-------- Record excerpts
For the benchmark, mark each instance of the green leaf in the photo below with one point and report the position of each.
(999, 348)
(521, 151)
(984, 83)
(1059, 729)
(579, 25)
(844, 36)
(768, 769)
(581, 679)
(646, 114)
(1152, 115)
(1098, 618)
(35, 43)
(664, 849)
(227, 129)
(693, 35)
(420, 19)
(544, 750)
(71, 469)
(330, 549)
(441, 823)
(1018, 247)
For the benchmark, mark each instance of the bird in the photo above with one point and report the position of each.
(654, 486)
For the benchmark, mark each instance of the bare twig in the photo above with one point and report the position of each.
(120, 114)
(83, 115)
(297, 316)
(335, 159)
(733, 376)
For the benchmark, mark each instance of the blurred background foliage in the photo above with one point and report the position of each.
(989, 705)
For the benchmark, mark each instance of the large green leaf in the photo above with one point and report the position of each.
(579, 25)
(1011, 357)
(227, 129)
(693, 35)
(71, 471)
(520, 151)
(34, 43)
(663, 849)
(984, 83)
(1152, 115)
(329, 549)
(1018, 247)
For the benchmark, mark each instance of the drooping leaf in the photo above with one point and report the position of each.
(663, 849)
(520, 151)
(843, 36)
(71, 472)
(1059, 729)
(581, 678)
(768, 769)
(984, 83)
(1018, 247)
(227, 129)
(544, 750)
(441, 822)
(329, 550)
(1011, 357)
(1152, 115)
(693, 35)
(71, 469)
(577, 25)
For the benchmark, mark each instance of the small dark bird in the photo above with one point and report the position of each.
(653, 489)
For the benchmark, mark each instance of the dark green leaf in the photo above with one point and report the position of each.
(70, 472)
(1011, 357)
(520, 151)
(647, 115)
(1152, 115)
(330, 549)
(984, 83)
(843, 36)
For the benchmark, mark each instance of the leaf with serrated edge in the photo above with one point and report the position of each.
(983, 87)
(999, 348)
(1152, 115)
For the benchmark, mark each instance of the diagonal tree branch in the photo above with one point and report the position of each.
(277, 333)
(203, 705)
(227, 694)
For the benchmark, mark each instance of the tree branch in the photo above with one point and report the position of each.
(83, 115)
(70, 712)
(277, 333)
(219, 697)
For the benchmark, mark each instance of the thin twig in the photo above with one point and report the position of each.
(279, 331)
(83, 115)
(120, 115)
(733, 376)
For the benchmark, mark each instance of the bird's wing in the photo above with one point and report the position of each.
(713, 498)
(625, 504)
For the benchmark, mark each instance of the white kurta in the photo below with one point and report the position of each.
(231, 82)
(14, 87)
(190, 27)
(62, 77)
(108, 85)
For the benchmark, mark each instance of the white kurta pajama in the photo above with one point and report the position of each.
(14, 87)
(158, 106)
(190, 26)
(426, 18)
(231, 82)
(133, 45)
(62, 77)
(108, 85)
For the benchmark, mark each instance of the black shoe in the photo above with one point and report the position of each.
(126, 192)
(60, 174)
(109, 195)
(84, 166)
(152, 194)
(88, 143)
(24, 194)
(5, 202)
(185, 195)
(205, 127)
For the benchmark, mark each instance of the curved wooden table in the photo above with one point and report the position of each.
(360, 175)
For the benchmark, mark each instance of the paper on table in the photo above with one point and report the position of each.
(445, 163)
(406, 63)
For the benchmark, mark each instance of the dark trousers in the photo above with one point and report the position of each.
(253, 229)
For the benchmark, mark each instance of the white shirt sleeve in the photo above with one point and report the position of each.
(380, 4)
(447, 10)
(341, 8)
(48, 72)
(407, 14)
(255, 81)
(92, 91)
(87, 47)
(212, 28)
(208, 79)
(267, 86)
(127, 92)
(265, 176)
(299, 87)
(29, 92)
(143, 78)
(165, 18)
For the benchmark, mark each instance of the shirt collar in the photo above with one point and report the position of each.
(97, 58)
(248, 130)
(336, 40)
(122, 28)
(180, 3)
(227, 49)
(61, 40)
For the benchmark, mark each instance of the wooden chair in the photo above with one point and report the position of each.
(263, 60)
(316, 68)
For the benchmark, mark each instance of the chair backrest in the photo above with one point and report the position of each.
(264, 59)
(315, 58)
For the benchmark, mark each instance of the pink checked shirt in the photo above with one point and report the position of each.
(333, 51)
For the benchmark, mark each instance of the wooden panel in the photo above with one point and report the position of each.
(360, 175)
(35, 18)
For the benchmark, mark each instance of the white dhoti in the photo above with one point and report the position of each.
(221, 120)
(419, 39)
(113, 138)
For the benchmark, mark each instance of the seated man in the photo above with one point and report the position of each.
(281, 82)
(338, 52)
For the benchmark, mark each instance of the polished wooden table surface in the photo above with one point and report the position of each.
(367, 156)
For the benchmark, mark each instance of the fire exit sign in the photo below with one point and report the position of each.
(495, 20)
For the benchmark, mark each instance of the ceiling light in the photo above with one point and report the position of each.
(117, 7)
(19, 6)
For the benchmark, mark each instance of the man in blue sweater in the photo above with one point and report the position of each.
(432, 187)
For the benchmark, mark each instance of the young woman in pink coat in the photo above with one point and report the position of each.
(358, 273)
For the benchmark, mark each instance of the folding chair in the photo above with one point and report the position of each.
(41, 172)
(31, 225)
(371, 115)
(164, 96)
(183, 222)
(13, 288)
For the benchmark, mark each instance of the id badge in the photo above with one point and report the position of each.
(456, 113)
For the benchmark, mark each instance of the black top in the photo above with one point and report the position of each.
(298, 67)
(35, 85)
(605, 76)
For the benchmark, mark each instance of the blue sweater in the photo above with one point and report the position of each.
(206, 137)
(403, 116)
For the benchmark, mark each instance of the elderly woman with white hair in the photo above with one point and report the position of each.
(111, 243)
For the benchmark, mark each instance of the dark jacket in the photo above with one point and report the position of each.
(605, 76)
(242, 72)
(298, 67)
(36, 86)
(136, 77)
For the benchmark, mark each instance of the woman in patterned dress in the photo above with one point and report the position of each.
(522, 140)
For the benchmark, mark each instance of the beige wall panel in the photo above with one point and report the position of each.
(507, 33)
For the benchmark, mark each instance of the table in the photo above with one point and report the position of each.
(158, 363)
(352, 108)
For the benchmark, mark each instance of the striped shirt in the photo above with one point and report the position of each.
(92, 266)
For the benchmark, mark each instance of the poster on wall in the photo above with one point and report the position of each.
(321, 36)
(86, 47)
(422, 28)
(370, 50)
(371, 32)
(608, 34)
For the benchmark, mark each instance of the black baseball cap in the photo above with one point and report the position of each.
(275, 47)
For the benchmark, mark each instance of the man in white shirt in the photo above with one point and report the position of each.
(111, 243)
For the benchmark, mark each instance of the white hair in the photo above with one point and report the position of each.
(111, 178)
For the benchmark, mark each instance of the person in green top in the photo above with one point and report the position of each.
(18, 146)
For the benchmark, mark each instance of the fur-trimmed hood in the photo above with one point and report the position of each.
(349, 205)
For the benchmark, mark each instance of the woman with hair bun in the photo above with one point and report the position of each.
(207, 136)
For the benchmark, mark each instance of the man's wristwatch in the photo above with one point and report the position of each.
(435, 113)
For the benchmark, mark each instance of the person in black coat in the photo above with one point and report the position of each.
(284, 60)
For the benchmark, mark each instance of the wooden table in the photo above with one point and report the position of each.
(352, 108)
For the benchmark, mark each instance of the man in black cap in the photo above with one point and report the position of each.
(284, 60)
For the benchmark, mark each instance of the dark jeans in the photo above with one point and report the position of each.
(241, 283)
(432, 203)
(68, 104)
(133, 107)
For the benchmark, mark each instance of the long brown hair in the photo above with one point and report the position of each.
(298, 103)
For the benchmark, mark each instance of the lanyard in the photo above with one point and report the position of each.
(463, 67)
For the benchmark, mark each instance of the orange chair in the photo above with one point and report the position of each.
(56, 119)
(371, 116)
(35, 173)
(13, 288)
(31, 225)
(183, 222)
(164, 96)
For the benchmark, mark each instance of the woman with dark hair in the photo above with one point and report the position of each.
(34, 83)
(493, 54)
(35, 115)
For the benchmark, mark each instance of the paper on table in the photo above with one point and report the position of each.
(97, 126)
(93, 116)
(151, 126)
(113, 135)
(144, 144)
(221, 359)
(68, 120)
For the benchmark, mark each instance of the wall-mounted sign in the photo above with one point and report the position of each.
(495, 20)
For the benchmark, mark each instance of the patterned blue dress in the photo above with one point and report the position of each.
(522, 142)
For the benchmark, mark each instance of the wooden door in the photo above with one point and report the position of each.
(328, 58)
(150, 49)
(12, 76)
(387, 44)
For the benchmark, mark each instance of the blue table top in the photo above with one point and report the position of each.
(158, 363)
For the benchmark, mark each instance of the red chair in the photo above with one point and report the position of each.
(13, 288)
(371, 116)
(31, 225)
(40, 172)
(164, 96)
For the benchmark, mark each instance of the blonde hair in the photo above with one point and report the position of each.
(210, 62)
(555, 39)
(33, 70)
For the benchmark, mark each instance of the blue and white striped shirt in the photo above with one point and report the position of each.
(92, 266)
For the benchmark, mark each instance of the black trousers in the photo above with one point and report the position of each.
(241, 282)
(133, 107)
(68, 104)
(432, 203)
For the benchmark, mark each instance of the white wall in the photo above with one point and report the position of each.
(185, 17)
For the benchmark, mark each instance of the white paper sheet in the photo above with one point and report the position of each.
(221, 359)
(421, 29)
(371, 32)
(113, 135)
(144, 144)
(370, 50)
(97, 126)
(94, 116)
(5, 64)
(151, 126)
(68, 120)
----------------
Rewrite the data from the line containing "For the benchmark, mark each instance of the black trousers" through the end, replacing "benchmark" with "evaluation" and leaving everything else unchanged.

### [Written solution]
For the evaluation, mark each instance of the black trousers in the photo above with one point and report the position of each.
(241, 282)
(133, 107)
(68, 104)
(432, 203)
For the evaluation, mark each instance of the white wall in the photo above with one point and report the position of each.
(185, 17)
For the evaluation, mark each instance of the white paper sheet in the photo above with one point and report the position of each.
(221, 359)
(421, 29)
(371, 32)
(113, 135)
(144, 144)
(370, 50)
(97, 126)
(94, 116)
(5, 64)
(151, 126)
(68, 120)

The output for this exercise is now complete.